■ Consigne:
Transformez les lignes ci-dessous en une liste numérotée, sans les lignes vides. Ne reprenez pas les images dans votre réponse.

■ Lignes fournies:
━━━━━━━━━━━━━━━━
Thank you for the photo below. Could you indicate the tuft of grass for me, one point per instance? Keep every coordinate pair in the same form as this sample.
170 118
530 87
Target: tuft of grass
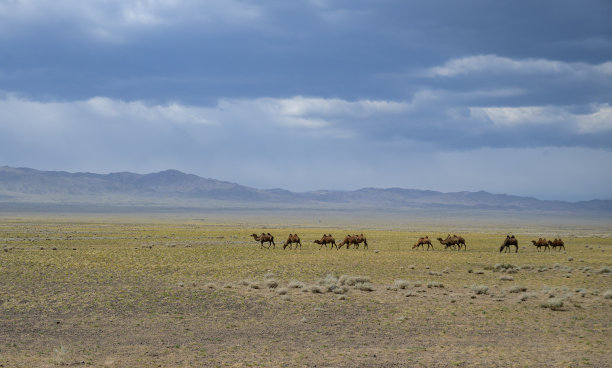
315 289
295 285
480 289
506 268
364 286
604 270
244 282
517 289
553 304
525 296
352 280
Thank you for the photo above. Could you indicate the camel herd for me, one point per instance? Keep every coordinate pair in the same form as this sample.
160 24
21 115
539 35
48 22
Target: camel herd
554 244
454 242
354 240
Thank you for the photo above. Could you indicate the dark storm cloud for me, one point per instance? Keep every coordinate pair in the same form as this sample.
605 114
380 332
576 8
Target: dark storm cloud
303 88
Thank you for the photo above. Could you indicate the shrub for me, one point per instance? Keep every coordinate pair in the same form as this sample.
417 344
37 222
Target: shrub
295 285
505 267
604 270
364 286
553 304
526 296
352 280
315 289
480 289
244 282
517 289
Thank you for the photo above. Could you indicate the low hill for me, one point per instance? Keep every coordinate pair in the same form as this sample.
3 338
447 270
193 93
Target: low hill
172 187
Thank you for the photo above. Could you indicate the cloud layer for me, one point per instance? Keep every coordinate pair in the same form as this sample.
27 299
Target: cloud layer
315 94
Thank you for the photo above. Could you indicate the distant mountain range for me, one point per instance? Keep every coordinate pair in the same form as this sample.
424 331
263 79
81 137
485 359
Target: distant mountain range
23 185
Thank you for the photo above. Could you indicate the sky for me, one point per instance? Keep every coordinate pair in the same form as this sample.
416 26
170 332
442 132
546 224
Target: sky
508 97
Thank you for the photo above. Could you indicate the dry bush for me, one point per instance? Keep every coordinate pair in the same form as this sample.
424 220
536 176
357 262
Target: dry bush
401 284
295 285
604 270
480 289
553 304
517 289
364 286
352 280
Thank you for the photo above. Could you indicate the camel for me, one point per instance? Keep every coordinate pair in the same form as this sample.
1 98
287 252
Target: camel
459 240
446 242
361 239
348 240
557 243
510 240
292 238
325 240
421 243
541 242
264 238
453 242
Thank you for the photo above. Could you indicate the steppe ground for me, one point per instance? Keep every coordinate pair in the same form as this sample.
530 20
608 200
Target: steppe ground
189 292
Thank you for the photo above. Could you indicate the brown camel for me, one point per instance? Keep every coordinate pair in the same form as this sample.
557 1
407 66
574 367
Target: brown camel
451 241
264 238
557 243
325 240
446 242
459 241
421 243
292 238
361 239
348 240
541 242
510 240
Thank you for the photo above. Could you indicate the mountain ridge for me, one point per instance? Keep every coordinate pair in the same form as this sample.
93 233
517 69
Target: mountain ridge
━━━━━━━━━━━━━━━━
■ Solution proposée:
1. Thank you for the photo below. Could you indicate the tuft of grass for me, one point per instance? Keep every coordinate pair in the same form as this sample.
2. 170 118
3. 530 87
4. Target: tuft of grass
5. 315 289
6. 295 285
7. 480 289
8. 506 268
9. 364 286
10. 604 270
11. 244 282
12. 517 289
13. 553 304
14. 525 296
15. 352 280
16. Thank you for the photo above. Could you indicate the camel herd for me, one point per instance? Keep every coordinate pair in the same form as this sample.
17. 160 24
18. 21 115
19. 539 35
20. 48 22
21. Target: camel herd
22. 554 244
23. 454 242
24. 354 240
25. Thank you for the photo above. Could you indicate the dark storm cloud for me, one point per instance? Keep every coordinate pair in the same form as this sample.
26. 605 114
27. 380 332
28. 576 8
29. Target: dark storm cloud
30. 303 88
31. Thank you for the photo above. Could you indicate the shrub for me, one point per instance? Keep every coordinate pair in the same form as this sample.
32. 417 344
33. 37 222
34. Target: shrub
35. 295 285
36. 505 267
37. 604 270
38. 364 286
39. 553 304
40. 526 296
41. 352 280
42. 315 289
43. 480 289
44. 244 282
45. 517 289
46. Thank you for the photo above. Could you indicate the low hill for me, one point per instance? Keep every coordinate pair in the same form as this sample.
47. 3 338
48. 447 270
49. 193 93
50. Target: low hill
51. 172 187
52. Thank you for the photo above. Could you indicate the cloud layer for me, one point per instance? Keep every coordinate pair in the same form as this sample.
53. 27 299
54. Target: cloud layer
55. 315 94
56. Thank you for the photo above. Could you indicate the distant mountain range for me, one point per instance? Keep every coordinate pair in the same form as this sample.
57. 424 331
58. 263 79
59. 81 137
60. 485 359
61. Target: distant mountain range
62. 23 185
63. Thank you for the photo above. Could you indicate the sky for me, one point per instance? Keep every coordinate pair in the same form as this sample.
64. 416 26
65. 170 332
66. 442 132
67. 546 224
68. Target: sky
69. 508 97
70. Thank you for the photo above. Could you indicate the dry bush for me, one point per instance? Keep every coordinate pair in the same form as this sample.
71. 424 220
72. 536 176
73. 357 262
74. Target: dry bush
75. 401 284
76. 295 285
77. 604 270
78. 480 289
79. 553 304
80. 517 289
81. 364 286
82. 352 280
83. Thank you for the photo above. Could you indicate the camel for me, one point per instance? Keep every coordinate pair in the same form as this sample.
84. 1 98
85. 287 252
86. Target: camel
87. 459 240
88. 446 242
89. 361 239
90. 348 240
91. 557 243
92. 510 240
93. 292 238
94. 325 240
95. 421 243
96. 541 242
97. 264 238
98. 453 242
99. Thank you for the photo above. Could you indicate the steppe ground for me, one point per instance? Keep every coordinate pair in the same form as this sample.
100. 530 20
101. 608 200
102. Target: steppe ground
103. 189 292
104. Thank you for the photo above. Could you indicate the brown camel for me, one point per instance? Keep every coordinate pair in the same form as this sample.
105. 557 1
106. 407 66
107. 574 367
108. Target: brown camel
109. 451 241
110. 264 238
111. 557 243
112. 325 240
113. 446 242
114. 459 241
115. 421 243
116. 292 238
117. 361 239
118. 348 240
119. 541 242
120. 510 240
121. Thank you for the photo above. Could you indicate the mountain ridge for me, one point per instance? Keep every coordinate pair in the same form as this sample.
122. 93 233
123. 517 69
124. Target: mountain ridge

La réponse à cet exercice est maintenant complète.